== Text extract

Our Artists Will Be There (As Usual, As Always)
Art is resistance and resistance must become artistic
Yes there's data to crunch and yes we need to adapt and yes we need to tell better stories and prepare for new realities but there's also very little new under the sun: just remember that The Buk had these shitheels in his sights half a century ago.
Beware those who seek constant crowds,
for they are nothing alone,
beware the average man, the average woman,
beware their love, their love is average,
seeks average,
but there is genius in their hatred,
there is enough genius in their hatred to kill you,
to kill anybody,
not wanting solitude,
not understanding solitude,
they will attempt to destroy anything
that differs from their own.
Not being able to create art,
they will not understand art,
they will consider their failure as creators
only as a failure of the world.
Not being able to love fully,
they will believe your love incomplete,
and then they will hate you,
and their hatred will be perfect,
like a shining diamond,
like a knife,
like a mountain,
like a tiger,
like hemlock,
their finest art.
One thing about Bukowski: he was not only not part of the academy or the elite, he was pretty much despised or ignored by those tastemakers and gatekeepers and, fortunately, he eventually had enough success that he didn't have to rely on their insular, priggish, elitist (yes, elitist) cadre for support or approval. And he had them in his sights. But since he lived and breathed and struggled amongst not only the so-called common humanity, he saw them, too. Clearly. And he had the street level credibility to get them in his sights, and his assessments of what fuels ignorance, fear, and violence revolves around one single thing: hatred.

====
== Rows

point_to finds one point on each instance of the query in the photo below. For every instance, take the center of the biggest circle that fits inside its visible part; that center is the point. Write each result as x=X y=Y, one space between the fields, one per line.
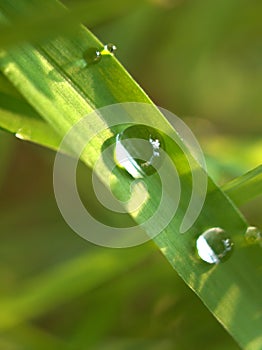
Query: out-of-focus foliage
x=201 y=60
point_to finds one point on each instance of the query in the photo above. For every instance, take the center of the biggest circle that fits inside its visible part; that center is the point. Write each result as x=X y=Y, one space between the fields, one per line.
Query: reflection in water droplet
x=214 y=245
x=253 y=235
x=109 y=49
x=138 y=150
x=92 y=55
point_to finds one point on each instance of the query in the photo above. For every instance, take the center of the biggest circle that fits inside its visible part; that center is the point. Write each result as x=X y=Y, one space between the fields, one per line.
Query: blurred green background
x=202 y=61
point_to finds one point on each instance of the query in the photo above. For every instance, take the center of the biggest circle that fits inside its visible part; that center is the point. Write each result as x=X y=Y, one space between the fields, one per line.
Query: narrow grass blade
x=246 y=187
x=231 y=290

====
== Rows

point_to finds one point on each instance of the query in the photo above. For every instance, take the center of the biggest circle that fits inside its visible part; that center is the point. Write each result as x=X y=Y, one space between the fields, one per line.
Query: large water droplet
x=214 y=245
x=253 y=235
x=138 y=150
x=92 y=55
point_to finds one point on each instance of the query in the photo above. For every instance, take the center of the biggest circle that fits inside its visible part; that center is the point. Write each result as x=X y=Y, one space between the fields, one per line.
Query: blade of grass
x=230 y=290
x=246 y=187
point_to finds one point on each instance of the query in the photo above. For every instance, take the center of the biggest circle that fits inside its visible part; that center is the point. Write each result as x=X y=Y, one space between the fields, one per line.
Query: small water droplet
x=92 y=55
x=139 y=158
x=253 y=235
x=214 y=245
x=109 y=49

====
== Rows

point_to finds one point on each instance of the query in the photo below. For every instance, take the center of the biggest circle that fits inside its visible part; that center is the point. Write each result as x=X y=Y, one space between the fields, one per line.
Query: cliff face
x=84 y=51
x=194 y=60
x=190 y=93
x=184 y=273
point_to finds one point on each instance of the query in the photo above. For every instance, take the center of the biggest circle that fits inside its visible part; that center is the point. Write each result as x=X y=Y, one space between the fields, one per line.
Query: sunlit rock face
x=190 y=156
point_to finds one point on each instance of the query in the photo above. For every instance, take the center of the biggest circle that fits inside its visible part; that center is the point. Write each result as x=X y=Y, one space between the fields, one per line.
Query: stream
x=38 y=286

====

Exercise goal: Translate this sentence from the piece on Bukowski into Spanish: "And he had them in his sights."

Exercise response: Y él los tenía en la mira.